>> START Text to read

It's tough to find - my source for it no longer carries it. The most popular species are Poplar, Soft Maple, and Ash. Other woods have been attempted, but due to their structure, didn't respond as well as these three. If you ever come across some, I recommend giving it a try. It's more brittle than the regular specie, and a smooth finish can be a bit more difficult to achieve, but it's a nice conversation starter when someone asks if it's Walnut!

Reactions: Informative 7


----------



## Karl_TN (Dec 13, 2018)

Nice. I like how you hid the opening in the face frame. Looks like you used magnets to hold it close, right?


----------



## ironman123 (Dec 13, 2018)

Very nice work.

Reactions: Agree 1


----------



## goosefoot33 (Dec 13, 2018)

@Karl_TN Karl - yes sir, two 1/8" Neodymium magnets secured with CA glue. In the last picture, you can see the seam where the small side of the face frame meets the actual box itself. Once removed, the glass slides out the side for easy cleaning, or to add/remove things from the display.
@ironman123 Thanks Ray!


----------



## barry richardson (Dec 13, 2018)

Cool, I've seen "toasted oak" for sale out there somewhere, I assume that is the process they use for that....

>> END Text to read
>> START Material

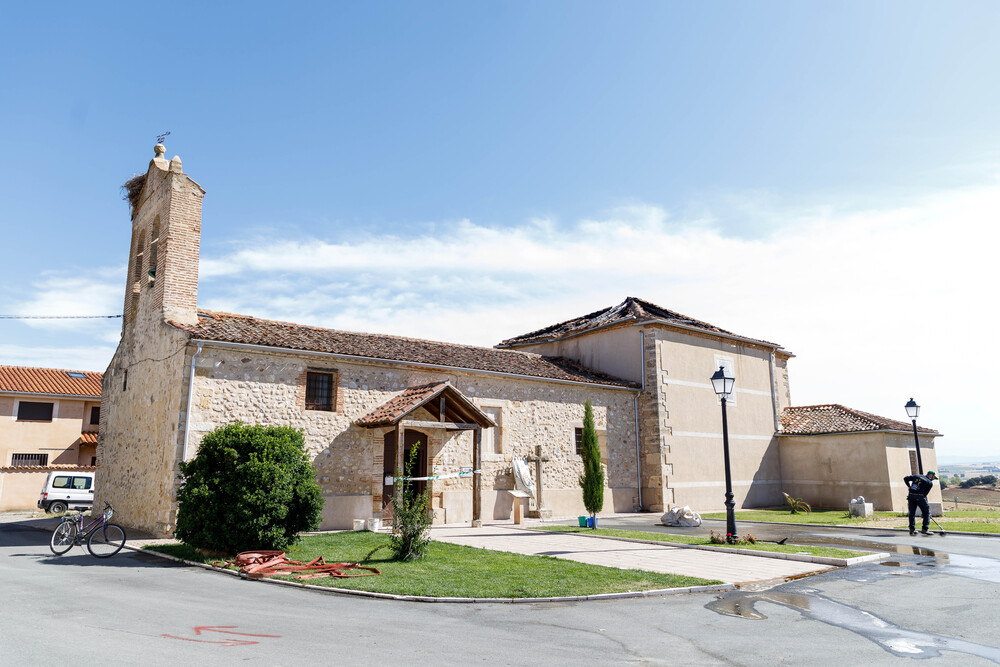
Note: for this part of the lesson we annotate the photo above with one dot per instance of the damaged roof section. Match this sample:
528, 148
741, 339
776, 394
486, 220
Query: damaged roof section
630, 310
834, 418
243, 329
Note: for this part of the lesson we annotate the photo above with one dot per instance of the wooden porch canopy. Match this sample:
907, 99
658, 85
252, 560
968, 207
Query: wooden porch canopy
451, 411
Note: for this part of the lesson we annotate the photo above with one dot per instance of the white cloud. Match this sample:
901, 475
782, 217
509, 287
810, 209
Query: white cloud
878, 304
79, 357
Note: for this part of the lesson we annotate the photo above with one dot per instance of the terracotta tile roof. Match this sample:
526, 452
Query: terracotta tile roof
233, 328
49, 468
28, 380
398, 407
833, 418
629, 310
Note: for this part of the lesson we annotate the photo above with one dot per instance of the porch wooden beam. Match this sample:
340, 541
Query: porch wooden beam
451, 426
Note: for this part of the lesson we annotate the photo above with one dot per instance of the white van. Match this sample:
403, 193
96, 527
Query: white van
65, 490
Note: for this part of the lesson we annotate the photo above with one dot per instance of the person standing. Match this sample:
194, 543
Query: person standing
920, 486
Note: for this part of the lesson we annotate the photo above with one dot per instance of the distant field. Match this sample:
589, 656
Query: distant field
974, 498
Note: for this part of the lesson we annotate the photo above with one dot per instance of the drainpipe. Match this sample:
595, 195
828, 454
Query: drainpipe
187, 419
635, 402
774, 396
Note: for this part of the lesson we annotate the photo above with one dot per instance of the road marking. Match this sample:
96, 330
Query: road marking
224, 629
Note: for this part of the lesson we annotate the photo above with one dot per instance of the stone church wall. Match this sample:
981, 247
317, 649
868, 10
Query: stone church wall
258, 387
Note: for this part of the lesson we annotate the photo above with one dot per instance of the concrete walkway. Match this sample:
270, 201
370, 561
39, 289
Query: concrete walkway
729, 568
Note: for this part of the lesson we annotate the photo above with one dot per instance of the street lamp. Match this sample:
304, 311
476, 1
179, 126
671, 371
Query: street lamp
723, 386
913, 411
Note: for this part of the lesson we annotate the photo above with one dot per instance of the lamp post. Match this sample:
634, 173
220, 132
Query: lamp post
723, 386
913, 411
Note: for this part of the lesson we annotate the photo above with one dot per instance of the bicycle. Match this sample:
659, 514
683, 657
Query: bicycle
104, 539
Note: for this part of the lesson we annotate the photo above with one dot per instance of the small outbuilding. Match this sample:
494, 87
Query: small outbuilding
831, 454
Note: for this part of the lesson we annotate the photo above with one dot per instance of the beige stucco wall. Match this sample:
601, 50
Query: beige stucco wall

>> END Material

What to produce: Copy the woodworking forum thread word for word, from start to finish. The items are separate material and have no connection to the thread.

Solution:
It's tough to find - my source for it no longer carries it. The most popular species are Poplar, Soft Maple, and Ash. Other woods have been attempted, but due to their structure, didn't respond as well as these three. If you ever come across some, I recommend giving it a try. It's more brittle than the regular specie, and a smooth finish can be a bit more difficult to achieve, but it's a nice conversation starter when someone asks if it's Walnut!

Reactions: Informative 7


----------



## Karl_TN (Dec 13, 2018)

Nice. I like how you hid the opening in the face frame. Looks like you used magnets to hold it close, right?


----------



## ironman123 (Dec 13, 2018)

Very nice work.

Reactions: Agree 1


----------



## goosefoot33 (Dec 13, 2018)

@Karl_TN Karl - yes sir, two 1/8" Neodymium magnets secured with CA glue. In the last picture, you can see the seam where the small side of the face frame meets the actual box itself. Once removed, the glass slides out the side for easy cleaning, or to add/remove things from the display.
@ironman123 Thanks Ray!


----------



## barry richardson (Dec 13, 2018)

Cool, I've seen "toasted oak" for sale out there somewhere, I assume that is the process they use for that....